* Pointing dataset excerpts
------

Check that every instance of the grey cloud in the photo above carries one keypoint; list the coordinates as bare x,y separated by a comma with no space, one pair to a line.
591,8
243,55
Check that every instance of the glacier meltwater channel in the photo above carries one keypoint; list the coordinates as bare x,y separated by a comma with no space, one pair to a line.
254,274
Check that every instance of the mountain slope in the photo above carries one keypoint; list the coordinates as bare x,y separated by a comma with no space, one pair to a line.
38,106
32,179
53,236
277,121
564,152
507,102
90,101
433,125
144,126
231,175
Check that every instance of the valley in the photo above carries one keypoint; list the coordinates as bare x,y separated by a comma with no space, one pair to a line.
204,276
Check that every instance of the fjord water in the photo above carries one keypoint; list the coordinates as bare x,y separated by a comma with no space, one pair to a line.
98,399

------

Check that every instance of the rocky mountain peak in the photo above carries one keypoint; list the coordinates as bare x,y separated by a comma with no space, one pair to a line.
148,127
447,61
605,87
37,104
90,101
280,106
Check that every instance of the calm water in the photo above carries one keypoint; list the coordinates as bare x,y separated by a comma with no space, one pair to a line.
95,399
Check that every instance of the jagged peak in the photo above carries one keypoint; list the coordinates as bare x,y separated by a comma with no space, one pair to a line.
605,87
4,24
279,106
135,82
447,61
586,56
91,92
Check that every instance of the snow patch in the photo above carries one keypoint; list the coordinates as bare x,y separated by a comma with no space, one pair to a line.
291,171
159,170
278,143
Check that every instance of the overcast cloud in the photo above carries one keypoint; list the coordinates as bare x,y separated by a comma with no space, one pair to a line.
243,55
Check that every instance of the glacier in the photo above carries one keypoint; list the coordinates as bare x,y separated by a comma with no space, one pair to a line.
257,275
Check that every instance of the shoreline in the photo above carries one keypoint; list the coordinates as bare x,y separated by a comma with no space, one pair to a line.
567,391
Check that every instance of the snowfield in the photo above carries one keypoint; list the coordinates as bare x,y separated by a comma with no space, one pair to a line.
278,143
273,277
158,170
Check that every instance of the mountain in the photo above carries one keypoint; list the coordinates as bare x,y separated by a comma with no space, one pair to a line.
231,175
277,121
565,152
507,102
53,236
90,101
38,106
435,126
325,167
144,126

------

* Task
Which lines in the entries above contain the string "cloud", matching case exactly? Pull out each of those lines in full.

* Result for this exercise
Check that every instance of the grey cloud in the photo above carries one keypoint; list the coordinates as bare x,y separated by a comma with no space, one pair to a line.
Check that every instance of the overcast cloud in the photo above carries one keypoint; list the coordinates as bare x,y separated by a comma with no space, one pair to a line.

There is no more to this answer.